> Requirement
Go through the data and copy every line exactly, but not the images.
Exercise input below:
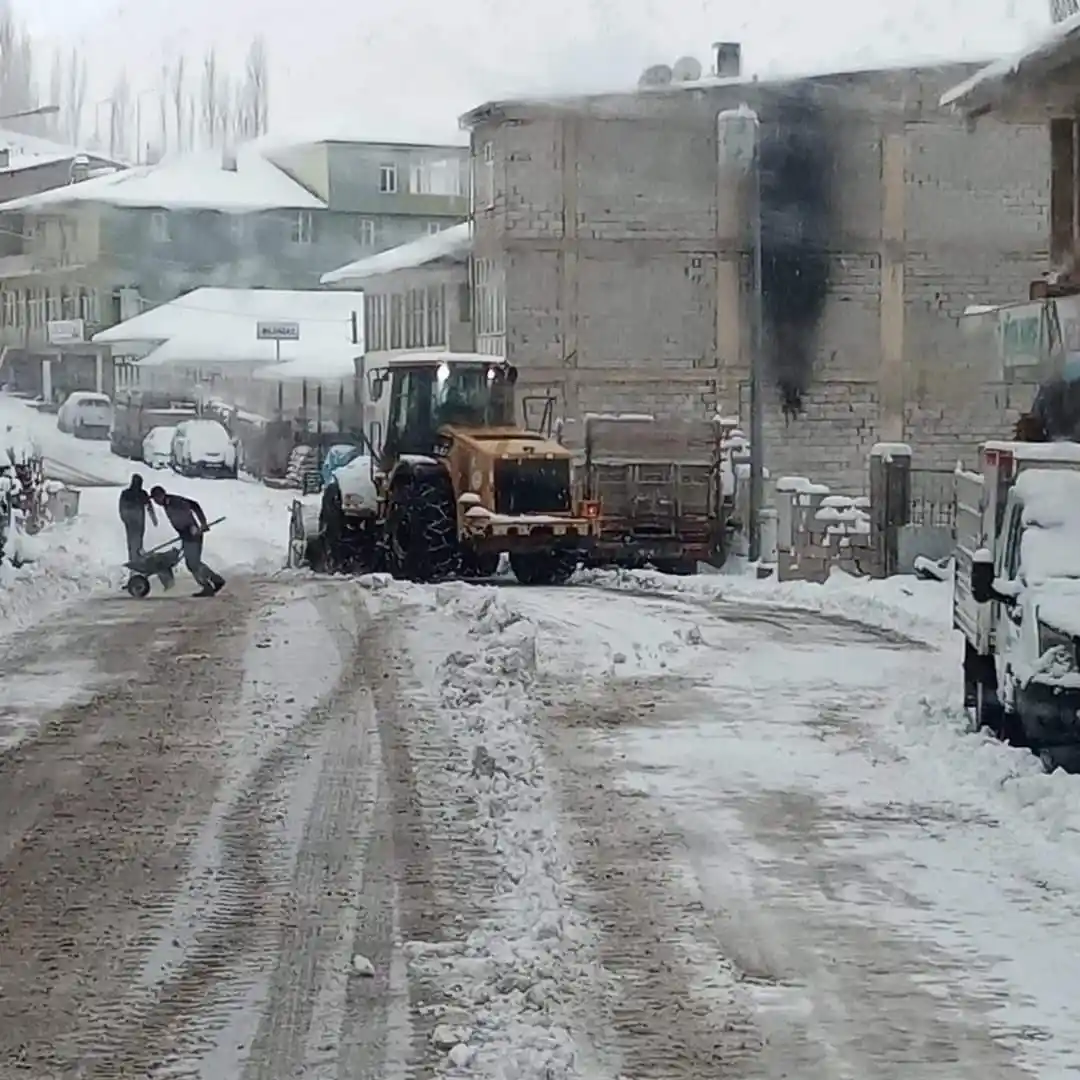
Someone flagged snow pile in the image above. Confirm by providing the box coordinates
[575,564,952,644]
[887,668,1080,841]
[0,515,121,637]
[402,585,594,1078]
End of Exercise input.
> The answer
Someone flagged snow pile in the image above. Confirm by providing the box coordinates
[575,564,952,644]
[887,668,1080,841]
[0,515,121,637]
[402,585,594,1078]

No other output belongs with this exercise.